Exercise requirements - Set down exactly, from the records below, the line with "Where can you see the green grass" through the line with "Where can you see the wooden wall", and nothing else.

(Records contained in a dataset)
= = =

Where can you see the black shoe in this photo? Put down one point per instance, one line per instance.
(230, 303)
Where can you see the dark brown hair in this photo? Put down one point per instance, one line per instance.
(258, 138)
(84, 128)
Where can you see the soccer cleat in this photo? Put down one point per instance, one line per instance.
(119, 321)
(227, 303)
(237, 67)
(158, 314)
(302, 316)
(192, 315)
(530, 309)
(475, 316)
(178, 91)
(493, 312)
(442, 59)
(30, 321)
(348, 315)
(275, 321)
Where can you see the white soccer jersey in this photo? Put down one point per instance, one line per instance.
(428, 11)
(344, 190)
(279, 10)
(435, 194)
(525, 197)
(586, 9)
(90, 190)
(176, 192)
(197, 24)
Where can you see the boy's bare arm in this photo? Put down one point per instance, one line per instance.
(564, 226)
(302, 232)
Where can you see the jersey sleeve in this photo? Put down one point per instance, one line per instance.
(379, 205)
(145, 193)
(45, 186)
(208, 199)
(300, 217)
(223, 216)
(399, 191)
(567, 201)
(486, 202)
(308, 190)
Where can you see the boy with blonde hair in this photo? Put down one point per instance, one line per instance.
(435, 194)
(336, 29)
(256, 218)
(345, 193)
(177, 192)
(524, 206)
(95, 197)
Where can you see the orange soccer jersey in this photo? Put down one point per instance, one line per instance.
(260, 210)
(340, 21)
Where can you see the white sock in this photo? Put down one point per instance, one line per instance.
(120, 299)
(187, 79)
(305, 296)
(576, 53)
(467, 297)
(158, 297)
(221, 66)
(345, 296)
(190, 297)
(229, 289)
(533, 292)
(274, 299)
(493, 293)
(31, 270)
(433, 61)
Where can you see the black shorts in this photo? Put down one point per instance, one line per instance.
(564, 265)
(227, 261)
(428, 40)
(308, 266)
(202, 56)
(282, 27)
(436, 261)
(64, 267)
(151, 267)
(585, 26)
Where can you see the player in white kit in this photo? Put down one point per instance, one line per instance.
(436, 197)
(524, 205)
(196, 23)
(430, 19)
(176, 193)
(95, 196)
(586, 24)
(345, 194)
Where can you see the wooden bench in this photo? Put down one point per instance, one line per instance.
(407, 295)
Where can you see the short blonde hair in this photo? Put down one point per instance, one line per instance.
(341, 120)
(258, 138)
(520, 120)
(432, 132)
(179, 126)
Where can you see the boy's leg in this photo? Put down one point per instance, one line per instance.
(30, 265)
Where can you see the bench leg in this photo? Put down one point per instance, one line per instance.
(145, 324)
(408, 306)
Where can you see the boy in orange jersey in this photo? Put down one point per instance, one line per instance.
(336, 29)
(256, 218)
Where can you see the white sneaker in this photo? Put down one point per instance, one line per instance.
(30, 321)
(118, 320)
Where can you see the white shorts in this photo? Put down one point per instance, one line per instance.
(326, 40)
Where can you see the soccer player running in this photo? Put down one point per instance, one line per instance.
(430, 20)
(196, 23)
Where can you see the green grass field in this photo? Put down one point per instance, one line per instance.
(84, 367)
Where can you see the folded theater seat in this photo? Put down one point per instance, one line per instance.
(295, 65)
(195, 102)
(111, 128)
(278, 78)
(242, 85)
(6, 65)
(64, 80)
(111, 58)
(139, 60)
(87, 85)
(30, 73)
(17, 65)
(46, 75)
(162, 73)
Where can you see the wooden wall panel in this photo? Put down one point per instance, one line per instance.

= = =

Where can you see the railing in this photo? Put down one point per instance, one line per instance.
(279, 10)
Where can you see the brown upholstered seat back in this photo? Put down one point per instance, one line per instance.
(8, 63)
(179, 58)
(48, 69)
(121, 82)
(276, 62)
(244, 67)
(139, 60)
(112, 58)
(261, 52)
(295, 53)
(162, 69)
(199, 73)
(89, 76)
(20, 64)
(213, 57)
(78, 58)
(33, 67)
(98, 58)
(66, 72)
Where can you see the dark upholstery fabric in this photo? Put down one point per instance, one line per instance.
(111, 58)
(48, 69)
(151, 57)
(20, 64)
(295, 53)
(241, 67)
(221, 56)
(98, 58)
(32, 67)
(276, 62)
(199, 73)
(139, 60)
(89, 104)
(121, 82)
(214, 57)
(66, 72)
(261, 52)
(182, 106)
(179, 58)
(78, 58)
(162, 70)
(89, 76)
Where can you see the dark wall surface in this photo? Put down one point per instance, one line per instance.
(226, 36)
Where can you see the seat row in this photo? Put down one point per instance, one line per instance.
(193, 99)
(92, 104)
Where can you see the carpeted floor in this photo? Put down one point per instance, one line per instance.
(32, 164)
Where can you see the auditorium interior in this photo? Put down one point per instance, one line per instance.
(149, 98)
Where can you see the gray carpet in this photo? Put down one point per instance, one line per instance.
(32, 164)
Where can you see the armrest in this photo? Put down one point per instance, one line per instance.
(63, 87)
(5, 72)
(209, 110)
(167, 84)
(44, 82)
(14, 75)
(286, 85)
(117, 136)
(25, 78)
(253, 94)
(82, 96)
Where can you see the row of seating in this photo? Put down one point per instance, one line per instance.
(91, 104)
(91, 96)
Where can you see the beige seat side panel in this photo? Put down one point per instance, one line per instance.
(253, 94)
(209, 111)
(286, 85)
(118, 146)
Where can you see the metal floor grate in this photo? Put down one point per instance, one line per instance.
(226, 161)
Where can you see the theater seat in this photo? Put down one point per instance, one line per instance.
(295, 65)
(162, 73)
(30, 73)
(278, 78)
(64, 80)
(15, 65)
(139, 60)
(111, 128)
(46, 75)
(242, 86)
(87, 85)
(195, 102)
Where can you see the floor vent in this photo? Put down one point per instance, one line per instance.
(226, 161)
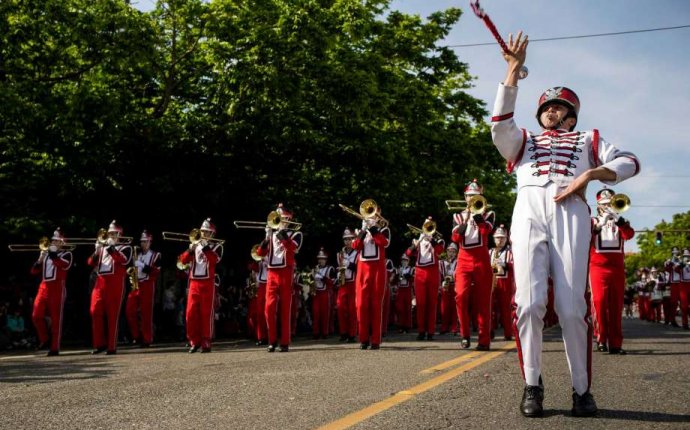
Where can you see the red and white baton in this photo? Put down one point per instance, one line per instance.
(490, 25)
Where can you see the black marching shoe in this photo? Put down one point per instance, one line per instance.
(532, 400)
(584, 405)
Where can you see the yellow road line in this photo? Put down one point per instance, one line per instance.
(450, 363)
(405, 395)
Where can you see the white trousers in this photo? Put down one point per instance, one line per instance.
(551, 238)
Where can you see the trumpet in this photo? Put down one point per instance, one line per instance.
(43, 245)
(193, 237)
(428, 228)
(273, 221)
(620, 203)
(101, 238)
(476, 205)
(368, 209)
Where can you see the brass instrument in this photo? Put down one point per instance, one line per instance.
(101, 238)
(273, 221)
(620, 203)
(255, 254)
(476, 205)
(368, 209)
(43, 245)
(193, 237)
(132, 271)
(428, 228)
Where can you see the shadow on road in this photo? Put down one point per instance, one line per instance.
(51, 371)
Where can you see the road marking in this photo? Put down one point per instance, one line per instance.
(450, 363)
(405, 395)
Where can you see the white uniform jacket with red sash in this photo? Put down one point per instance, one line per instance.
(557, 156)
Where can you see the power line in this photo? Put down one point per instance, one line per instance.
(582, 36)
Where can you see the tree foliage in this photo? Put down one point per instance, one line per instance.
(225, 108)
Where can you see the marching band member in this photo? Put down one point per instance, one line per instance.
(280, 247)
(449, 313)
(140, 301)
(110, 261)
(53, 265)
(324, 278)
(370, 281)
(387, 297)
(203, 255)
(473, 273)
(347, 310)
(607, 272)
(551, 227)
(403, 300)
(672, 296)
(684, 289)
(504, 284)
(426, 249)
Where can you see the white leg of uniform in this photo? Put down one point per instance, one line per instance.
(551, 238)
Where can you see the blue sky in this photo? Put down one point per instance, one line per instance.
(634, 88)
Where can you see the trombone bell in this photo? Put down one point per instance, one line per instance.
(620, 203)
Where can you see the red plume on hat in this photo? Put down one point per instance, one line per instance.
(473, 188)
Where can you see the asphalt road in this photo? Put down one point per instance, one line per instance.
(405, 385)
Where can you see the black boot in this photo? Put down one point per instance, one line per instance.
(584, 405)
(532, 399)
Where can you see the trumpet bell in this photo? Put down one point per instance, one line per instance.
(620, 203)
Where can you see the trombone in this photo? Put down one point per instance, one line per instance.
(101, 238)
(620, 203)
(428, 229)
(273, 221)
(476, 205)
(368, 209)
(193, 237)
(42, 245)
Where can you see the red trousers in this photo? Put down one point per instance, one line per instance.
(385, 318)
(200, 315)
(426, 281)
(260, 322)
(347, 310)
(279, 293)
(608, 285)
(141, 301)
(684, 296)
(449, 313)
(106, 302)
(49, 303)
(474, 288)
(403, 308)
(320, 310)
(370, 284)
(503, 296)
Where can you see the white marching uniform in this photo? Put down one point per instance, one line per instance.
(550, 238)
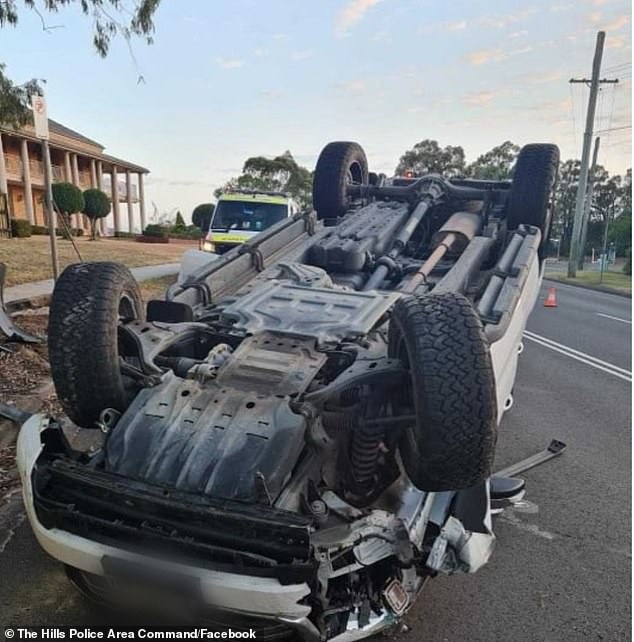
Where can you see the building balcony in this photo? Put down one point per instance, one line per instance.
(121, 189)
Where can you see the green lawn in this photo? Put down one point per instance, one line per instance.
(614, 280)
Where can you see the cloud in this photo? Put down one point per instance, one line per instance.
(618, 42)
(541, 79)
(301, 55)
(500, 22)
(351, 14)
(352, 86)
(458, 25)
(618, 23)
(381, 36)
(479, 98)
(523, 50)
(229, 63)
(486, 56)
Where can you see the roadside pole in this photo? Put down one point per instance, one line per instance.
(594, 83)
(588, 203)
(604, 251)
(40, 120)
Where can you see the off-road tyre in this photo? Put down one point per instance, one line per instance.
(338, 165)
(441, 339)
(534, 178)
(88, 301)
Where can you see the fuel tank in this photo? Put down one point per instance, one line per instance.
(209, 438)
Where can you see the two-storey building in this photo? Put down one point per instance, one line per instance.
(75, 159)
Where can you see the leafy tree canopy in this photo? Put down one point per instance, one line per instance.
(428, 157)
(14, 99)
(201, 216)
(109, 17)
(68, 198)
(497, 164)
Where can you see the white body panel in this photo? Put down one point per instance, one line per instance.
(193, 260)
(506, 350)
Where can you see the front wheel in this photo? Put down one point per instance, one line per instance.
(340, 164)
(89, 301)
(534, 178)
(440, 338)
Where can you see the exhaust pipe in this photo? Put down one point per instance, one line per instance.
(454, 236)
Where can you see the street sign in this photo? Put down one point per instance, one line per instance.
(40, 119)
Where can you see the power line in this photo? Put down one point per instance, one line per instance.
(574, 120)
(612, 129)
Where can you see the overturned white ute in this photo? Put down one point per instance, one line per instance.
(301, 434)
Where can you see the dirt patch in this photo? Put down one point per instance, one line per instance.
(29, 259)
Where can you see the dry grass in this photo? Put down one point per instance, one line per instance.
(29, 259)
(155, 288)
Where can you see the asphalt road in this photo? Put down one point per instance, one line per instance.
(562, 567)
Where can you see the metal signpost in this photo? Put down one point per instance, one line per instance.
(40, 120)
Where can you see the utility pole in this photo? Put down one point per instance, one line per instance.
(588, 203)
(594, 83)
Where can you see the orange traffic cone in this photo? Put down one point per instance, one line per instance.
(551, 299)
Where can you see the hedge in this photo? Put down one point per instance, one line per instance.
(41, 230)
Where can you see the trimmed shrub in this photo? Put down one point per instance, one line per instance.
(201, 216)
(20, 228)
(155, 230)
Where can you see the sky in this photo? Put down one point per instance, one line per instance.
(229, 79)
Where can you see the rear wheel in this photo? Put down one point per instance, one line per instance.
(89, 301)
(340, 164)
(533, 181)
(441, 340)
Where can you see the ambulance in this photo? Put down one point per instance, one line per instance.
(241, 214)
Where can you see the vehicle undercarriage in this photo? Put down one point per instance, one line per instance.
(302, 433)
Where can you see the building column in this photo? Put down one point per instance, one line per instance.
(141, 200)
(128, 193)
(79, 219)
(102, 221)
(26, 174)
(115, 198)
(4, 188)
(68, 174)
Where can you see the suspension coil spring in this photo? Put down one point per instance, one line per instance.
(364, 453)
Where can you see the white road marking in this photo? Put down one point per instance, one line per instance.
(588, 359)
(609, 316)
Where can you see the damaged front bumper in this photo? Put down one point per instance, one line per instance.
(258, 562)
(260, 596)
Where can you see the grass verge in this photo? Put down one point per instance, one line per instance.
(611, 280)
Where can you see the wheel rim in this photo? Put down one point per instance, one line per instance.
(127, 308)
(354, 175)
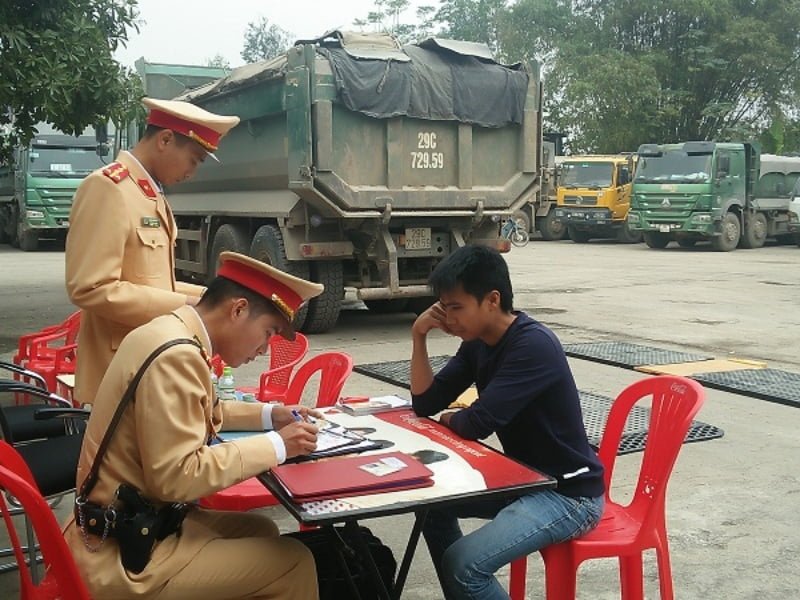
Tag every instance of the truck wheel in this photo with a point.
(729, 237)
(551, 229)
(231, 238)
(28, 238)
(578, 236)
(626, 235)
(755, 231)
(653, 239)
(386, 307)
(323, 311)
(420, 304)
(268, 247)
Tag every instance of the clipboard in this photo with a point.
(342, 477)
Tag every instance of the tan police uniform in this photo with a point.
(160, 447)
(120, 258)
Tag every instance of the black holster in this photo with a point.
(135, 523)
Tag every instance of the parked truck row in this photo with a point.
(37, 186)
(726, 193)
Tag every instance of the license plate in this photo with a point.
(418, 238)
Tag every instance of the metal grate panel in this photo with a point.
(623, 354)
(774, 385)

= = =

Task response -
Where can you see the green grass field in this photo? Put down one point per instance, one line per instance.
(84, 367)
Where can you see the folded theater seat in this photo? Put down one point per instance, one line per instance.
(295, 65)
(195, 102)
(111, 128)
(278, 78)
(242, 85)
(6, 65)
(64, 80)
(111, 58)
(139, 60)
(87, 85)
(30, 73)
(17, 65)
(46, 75)
(162, 73)
Where can you see the wooden wall panel in this photo? Put down one point per instance, one line per instance.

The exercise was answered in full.